EXERCISE GOAL >> From the entries, copy out every line in which the word "post" is found.

GIVEN DATA >>
+--
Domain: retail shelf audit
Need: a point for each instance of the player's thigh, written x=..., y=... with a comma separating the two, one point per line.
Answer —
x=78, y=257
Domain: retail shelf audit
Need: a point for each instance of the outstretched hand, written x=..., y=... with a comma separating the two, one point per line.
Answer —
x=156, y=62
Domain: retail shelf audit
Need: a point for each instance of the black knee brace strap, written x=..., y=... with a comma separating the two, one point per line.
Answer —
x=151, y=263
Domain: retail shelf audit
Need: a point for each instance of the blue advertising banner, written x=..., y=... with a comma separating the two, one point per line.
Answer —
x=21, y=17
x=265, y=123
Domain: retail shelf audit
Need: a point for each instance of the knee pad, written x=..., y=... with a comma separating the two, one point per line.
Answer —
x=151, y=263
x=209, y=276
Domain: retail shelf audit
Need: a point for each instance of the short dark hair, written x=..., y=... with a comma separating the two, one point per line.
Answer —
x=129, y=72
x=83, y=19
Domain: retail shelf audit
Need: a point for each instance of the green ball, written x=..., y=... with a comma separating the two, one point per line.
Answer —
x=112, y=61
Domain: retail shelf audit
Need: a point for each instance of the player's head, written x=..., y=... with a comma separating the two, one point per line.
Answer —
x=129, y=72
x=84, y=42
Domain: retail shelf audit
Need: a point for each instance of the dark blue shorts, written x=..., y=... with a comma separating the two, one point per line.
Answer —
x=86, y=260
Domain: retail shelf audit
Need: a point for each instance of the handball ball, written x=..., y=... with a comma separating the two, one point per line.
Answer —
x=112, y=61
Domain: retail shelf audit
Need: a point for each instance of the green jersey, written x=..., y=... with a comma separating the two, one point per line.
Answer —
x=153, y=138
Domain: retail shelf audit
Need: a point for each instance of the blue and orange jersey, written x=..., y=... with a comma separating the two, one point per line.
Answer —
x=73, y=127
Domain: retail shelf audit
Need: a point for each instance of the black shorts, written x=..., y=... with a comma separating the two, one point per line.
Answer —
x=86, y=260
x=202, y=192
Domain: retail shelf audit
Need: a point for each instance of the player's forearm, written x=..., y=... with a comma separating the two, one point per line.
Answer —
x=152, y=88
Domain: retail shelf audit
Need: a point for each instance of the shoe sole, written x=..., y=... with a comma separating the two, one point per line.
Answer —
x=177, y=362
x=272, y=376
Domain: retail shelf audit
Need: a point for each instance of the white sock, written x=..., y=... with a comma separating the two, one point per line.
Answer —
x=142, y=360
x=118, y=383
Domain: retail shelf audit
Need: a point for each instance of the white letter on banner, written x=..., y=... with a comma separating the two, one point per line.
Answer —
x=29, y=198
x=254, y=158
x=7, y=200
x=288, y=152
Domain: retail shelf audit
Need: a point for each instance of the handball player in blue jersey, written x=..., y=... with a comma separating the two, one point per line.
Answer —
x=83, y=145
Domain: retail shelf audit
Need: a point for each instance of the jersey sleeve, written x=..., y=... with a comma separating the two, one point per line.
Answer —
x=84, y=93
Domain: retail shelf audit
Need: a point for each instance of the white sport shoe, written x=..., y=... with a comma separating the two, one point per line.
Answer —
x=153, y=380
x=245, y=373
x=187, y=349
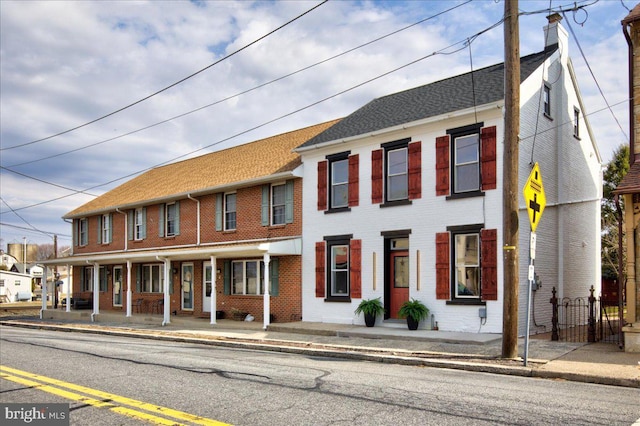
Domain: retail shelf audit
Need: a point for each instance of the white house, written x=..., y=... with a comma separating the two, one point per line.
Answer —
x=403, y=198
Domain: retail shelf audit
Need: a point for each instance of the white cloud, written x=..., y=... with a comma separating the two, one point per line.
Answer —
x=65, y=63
+--
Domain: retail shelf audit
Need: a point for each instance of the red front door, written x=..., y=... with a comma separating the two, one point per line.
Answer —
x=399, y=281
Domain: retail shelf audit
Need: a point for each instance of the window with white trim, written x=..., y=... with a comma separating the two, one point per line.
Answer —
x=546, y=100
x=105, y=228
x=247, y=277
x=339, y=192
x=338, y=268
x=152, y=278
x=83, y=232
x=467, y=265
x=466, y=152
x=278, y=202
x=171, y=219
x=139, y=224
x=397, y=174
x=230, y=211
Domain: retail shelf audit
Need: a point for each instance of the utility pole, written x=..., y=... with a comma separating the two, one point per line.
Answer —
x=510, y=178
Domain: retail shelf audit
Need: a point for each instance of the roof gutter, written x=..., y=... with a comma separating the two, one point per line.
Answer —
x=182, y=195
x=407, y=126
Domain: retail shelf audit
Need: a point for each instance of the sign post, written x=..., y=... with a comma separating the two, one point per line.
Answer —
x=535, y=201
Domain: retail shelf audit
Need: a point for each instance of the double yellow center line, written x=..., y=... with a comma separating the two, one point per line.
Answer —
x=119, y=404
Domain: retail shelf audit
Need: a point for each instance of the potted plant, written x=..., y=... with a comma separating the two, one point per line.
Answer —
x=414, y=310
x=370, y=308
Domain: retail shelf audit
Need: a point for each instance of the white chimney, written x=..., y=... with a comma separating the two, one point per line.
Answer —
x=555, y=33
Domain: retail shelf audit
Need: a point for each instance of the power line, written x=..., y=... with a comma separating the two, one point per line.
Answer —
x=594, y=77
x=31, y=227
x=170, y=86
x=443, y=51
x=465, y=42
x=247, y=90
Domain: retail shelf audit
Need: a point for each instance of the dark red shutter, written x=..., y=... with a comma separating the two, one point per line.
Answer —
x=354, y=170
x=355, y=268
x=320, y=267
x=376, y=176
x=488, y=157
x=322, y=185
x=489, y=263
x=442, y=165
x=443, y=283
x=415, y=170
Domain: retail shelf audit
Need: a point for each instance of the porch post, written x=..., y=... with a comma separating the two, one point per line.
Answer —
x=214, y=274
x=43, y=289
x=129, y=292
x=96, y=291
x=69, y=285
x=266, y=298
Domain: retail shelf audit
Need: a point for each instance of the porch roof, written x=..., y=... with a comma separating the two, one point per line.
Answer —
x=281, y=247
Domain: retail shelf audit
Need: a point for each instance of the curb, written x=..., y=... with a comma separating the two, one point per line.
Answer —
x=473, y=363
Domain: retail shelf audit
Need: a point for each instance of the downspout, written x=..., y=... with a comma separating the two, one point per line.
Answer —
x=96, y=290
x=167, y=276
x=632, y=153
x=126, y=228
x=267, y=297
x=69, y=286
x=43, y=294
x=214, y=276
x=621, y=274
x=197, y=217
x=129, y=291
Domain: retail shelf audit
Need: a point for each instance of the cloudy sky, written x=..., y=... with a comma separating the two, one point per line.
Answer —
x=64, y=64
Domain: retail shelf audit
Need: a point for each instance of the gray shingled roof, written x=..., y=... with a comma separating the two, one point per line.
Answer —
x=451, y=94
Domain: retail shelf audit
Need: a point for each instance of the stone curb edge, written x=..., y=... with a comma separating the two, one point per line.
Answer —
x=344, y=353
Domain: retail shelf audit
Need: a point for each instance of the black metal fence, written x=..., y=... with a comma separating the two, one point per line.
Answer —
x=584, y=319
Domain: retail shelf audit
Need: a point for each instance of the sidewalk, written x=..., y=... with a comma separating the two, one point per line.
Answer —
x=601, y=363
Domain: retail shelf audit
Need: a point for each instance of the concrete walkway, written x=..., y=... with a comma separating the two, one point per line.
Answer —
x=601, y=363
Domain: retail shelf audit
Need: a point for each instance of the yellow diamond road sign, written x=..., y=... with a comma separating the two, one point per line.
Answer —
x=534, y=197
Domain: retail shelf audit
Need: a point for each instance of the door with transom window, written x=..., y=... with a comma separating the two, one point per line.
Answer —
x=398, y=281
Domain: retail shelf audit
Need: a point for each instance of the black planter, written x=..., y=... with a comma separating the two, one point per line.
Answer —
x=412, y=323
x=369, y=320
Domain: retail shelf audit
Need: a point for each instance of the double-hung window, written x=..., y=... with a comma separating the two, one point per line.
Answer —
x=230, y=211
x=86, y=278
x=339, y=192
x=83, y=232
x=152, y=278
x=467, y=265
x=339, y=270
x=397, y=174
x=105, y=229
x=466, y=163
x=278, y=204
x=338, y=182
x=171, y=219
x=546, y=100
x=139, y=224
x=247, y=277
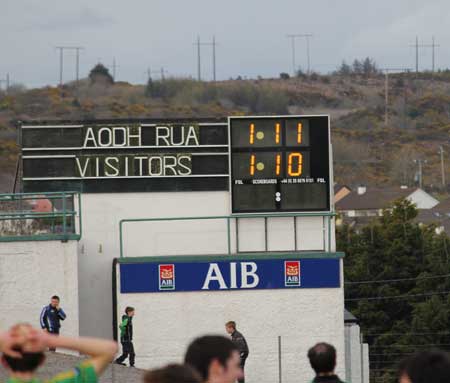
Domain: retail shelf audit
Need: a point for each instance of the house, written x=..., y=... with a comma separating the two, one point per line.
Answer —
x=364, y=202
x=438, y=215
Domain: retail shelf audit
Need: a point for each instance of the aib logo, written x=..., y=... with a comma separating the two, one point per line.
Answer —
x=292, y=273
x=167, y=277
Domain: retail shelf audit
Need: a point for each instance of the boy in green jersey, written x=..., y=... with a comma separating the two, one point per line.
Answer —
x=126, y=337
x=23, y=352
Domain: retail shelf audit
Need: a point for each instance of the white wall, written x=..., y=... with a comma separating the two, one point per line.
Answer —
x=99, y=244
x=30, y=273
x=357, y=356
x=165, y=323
+--
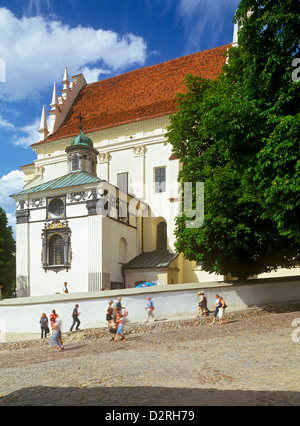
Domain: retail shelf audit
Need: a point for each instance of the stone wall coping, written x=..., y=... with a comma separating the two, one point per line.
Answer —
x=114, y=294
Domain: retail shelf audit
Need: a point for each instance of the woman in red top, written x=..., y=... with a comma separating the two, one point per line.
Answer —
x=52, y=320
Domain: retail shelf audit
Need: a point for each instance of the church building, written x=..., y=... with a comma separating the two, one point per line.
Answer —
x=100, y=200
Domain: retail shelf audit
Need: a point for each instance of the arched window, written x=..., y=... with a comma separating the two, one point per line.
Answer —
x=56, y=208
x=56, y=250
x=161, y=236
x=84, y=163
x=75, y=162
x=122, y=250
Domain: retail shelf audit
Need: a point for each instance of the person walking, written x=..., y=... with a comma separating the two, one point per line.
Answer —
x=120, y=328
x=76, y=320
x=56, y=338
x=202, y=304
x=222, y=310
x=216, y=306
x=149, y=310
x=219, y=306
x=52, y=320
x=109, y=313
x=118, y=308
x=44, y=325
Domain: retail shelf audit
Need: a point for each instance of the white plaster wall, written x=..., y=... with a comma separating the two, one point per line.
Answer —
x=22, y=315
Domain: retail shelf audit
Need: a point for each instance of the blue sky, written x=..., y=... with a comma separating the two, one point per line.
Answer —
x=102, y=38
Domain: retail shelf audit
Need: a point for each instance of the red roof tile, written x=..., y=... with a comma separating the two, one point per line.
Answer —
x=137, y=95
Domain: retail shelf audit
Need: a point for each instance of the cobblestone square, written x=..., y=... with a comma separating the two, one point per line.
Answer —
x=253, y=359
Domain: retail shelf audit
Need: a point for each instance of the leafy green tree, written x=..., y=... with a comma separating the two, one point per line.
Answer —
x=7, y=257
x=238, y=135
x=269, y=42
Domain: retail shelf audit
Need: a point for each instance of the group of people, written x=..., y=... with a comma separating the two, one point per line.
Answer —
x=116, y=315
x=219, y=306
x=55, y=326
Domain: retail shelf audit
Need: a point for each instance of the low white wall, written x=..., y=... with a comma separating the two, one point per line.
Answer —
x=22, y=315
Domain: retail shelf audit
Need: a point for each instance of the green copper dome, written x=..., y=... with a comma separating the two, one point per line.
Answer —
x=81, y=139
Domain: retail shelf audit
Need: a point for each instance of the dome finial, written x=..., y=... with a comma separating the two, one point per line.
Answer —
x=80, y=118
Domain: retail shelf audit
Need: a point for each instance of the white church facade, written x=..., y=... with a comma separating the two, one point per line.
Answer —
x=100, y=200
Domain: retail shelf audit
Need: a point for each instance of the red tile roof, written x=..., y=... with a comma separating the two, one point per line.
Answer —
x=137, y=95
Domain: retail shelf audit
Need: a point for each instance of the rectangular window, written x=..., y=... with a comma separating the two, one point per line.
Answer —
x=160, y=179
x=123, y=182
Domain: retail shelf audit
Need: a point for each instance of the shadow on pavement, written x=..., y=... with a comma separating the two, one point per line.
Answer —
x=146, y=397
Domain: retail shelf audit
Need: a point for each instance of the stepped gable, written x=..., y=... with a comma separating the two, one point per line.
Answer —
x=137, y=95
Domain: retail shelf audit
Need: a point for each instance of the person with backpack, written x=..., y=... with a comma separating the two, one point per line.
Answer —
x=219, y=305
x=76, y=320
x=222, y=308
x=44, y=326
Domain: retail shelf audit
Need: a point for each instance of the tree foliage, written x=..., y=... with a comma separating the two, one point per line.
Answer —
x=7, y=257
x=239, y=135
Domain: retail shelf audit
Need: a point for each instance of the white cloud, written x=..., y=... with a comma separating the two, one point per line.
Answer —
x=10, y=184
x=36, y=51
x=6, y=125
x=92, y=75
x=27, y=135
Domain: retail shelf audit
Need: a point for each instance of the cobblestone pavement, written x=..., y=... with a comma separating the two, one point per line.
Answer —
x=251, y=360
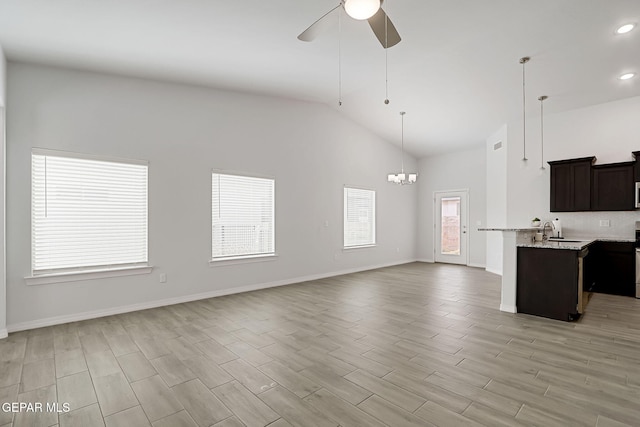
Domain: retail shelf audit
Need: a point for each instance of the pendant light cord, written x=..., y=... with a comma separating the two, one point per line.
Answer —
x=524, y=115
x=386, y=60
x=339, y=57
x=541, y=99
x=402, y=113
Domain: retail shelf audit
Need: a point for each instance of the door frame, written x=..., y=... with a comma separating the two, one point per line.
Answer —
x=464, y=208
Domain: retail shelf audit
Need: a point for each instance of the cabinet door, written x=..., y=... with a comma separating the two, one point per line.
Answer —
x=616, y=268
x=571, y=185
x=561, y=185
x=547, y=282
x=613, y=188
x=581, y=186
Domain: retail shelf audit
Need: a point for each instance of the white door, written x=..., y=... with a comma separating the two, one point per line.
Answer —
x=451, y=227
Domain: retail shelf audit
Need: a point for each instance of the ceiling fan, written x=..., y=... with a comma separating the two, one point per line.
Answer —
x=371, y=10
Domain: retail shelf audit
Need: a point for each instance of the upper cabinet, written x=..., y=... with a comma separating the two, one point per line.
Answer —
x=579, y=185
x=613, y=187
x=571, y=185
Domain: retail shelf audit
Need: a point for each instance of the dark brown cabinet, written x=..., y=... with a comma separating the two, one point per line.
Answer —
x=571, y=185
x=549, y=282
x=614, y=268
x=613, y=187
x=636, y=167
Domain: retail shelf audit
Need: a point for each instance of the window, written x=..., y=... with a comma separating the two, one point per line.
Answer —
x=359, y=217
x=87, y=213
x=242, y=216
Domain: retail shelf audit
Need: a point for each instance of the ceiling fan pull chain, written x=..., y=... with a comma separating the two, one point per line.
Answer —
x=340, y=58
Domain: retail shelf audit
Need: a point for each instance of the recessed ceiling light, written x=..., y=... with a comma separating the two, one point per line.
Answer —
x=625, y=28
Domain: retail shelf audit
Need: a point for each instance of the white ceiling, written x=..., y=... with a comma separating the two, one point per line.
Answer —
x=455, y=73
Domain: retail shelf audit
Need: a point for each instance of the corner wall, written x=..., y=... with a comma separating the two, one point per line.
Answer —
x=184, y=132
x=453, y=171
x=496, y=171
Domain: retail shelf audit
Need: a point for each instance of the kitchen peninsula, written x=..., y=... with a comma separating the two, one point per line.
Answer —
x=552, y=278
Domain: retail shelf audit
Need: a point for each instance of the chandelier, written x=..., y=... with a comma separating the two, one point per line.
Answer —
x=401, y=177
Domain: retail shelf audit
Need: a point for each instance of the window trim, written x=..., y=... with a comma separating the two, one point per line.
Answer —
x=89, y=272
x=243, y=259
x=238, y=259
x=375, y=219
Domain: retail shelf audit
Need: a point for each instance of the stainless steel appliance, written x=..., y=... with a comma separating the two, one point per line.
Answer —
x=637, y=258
+--
PROBLEM SOLUTION >>
Need: a point for each instance of the sign post, written x=..., y=... with a comma separating the two, one point per line.
Need: a point for each instance of the porch post, written x=..., y=... with a comma separating the two, one point per line.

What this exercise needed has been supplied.